═══ 抜粋テキスト ═══
プレジデントオンライン / 2022年10月18日 11時15分

※写真はイメージです - 写真=iStock.com/Robert Daly

「好かれる人」と「嫌われる人」はどこが違うのか。心理カウンセラーの山根洋士さんは「周囲から好かれる人は聞き上手だ。たとえば『不倫している』という相談への応じ方に違いがみえる」という――。

※本稿は、山根洋士『なぜ、あの人には何でも話してしまうのか 心理カウンセラーのスゴイ「聞く技術」』(アスコム)の一部を再編集したものです。

■好かれる人は「聞き上手」である

話の聞き方の本質は、「どう話すか」ではなく「どう話してもらうか」です。

会話を盛り上げるのが得意ではなかったり、話術に自信がなかったりしても大丈夫。面白い話のネタがあるとか、冗談がうまいとか、気の利いた返しができるといったことは、それほど重要ではありません。

豊富な知識や経験、うんちくは聞き手にとってかえって邪魔なくらいです。

上手な聞き手になるには、聞く技術が必要です。その技術を持ち合わせているのが、どんな相談者のどんな内容の話でも聞き続けられるカウンセラーです。この本の聞く技術を整理すると、次の3つになります。

①安心して話してもらえる信頼関係をつくる聞き方(受容・共感)
②本音を話してもらう聞き方(自己一致)
③聞き疲れしない方法

最初に、「安心して話してもらえる信頼関係をつくる聞き方」から始めましょう。

会話において、話し手と聞き手の距離感はとても大切です。距離とは、心の距離。相手が心を開いてくれるところまで近寄らないと話してもらえないし、相手の心に踏み込み過ぎると、逆に心を閉ざして話してもらえなくなります。

上手な聞き手になろうとすると、相手のことをもっと理解したいと近づきたくなりますが、上手な聞き手は、近づき過ぎず、離れ過ぎない、ほどよい距離感を保つことを心がけています。

■「わかる~」は何もわかってない

「どうしたんですか? 元気ないですね」
「ええ、ペットが病気になっちゃって本当につらいんです。こんなに落ち込むとは思いませんでした」
「ああ、わかります、わかります」
「もしも元気にならなかったら……とか考えてしまって」
「わかりますよ。私も昔、飼っていたインコが……」

この会話、特におかしなところはないように思えます。でも、もしかすると、ちょっと嫌だなと感じた人もいるのではないでしょうか。

「わかるよ」というのは、相手に寄り添うつもりでつい言ってしまいがちな言葉です。しかし実は「わかる」は禁句。なぜなら、わかるわけがないからです。

長年の友達など親しい人が相手ならまだしも、信頼関係をつくる段階では特に危険。あっという間に心のシャッターを閉ざされるかもしれません。

相手は心の中で「そんな簡単にわかってほしくない」「私の何がわかるのか」と思ってしまうかもしれません。さらに「私も昔……」なんて自分の話を始めるのは最悪です。聞いていない人、自分の話をしたがる人、という印象を与えてしまいます。
═══
課題 1
エントリのうち、「Query: fish eye」を含む行からエントリの最後までを、両端の行も含めて一字一句変えずに再掲すること。
═══ 使用データ ═══
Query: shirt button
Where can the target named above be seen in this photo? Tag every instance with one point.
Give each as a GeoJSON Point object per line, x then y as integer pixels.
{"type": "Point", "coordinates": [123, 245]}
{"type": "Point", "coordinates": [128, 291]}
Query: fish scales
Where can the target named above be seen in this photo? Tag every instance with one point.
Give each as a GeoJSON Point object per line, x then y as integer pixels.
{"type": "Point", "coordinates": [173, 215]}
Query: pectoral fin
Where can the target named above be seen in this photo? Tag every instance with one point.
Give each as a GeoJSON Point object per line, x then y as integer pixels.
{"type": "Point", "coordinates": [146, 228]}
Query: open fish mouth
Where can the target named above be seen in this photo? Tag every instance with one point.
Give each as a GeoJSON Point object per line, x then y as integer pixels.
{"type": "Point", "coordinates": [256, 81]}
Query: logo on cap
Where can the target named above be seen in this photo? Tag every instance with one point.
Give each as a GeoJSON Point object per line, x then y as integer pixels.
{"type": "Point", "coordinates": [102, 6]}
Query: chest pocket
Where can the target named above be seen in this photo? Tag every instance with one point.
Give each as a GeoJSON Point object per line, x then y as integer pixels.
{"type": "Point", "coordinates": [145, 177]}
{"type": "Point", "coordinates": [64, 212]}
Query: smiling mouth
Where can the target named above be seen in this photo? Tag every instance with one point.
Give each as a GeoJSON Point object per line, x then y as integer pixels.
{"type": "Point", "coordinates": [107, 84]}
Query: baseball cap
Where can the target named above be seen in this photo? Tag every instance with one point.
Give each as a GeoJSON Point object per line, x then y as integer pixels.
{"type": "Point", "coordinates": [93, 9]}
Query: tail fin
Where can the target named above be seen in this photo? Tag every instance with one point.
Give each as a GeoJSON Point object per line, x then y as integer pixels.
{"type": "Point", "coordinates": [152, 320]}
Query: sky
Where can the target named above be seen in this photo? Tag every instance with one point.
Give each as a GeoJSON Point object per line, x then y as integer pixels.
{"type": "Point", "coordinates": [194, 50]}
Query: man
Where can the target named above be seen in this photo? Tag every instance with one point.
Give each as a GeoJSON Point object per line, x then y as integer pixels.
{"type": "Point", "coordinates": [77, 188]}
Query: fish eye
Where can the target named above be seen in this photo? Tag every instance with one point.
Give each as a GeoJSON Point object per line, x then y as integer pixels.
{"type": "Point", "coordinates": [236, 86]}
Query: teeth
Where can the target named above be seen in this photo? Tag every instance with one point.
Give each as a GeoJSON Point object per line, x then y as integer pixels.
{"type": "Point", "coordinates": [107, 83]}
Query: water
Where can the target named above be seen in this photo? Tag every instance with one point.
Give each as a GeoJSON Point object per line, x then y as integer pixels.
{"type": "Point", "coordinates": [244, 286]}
═══
課題 2
抜粋テキストの「会話を盛り上げるのが得意では」から「すると、次の3つになります。」までを、両端を含めて正確に書き写すこと。

解答 1
Query: fish eye
Where can the target named above be seen in this photo? Tag every instance with one point.
Give each as a GeoJSON Point object per line, x then y as integer pixels.
{"type": "Point", "coordinates": [236, 86]}
Query: teeth
Where can the target named above be seen in this photo? Tag every instance with one point.
Give each as a GeoJSON Point object per line, x then y as integer pixels.
{"type": "Point", "coordinates": [107, 83]}
Query: water
Where can the target named above be seen in this photo? Tag every instance with one point.
Give each as a GeoJSON Point object per line, x then y as integer pixels.
{"type": "Point", "coordinates": [244, 286]}

解答 2
会話を盛り上げるのが得意ではなかったり、話術に自信がなかったりしても大丈夫。面白い話のネタがあるとか、冗談がうまいとか、気の利いた返しができるといったことは、それほど重要ではありません。

豊富な知識や経験、うんちくは聞き手にとってかえって邪魔なくらいです。

上手な聞き手になるには、聞く技術が必要です。その技術を持ち合わせているのが、どんな相談者のどんな内容の話でも聞き続けられるカウンセラーです。この本の聞く技術を整理すると、次の3つになります。